Exercise details
Rewrite the records with "rolling shutter" swapped for "garage door" and everything else unchanged, leaving the pictures out.

Input data
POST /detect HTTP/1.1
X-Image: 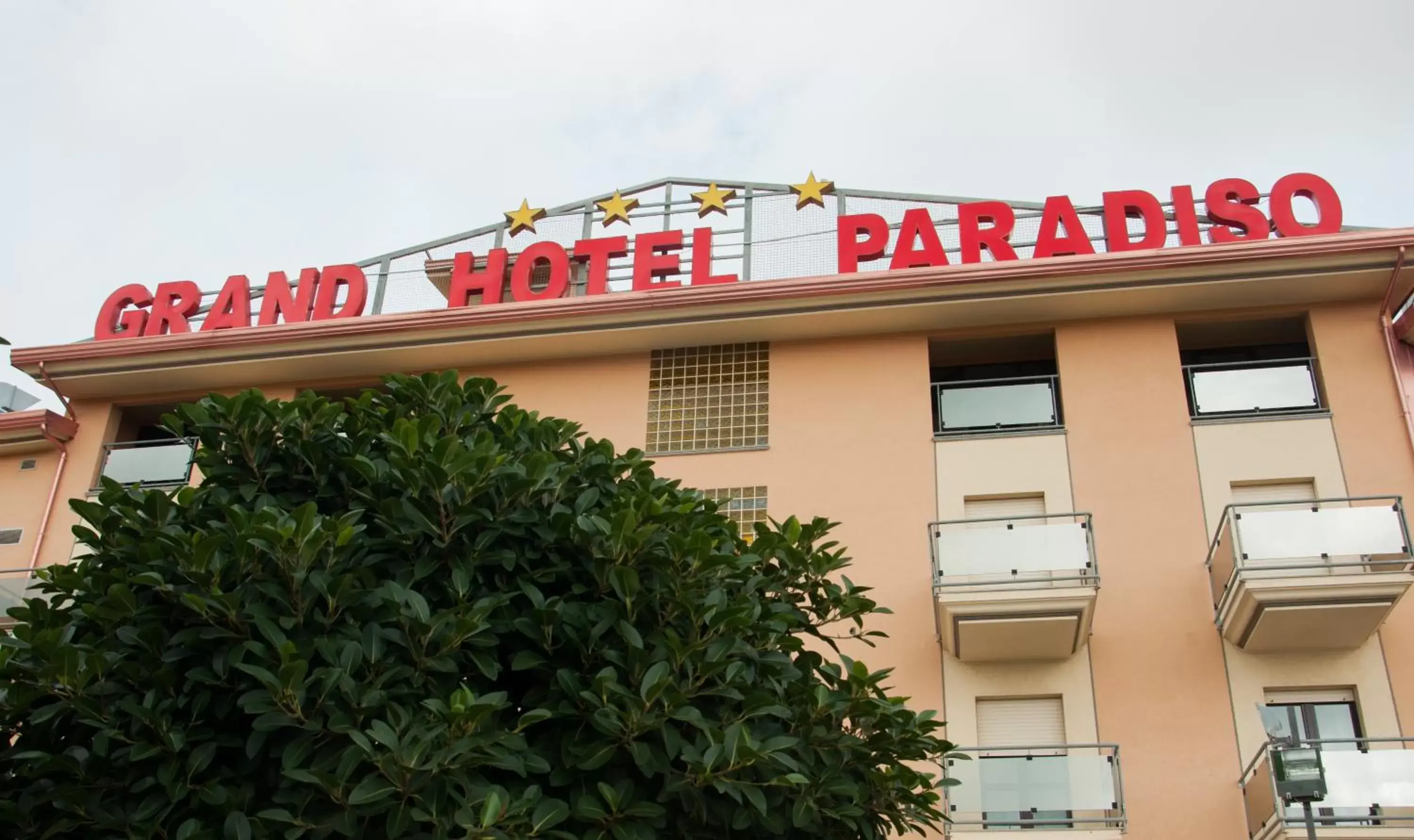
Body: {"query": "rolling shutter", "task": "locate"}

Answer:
[1233,479,1316,505]
[963,494,1046,519]
[977,697,1065,747]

Response below
POST /detect HTTP/1.1
X-Image: 
Body: {"query": "garage door", "task": "locate"}

Answer:
[1233,479,1316,505]
[963,494,1046,519]
[977,697,1065,747]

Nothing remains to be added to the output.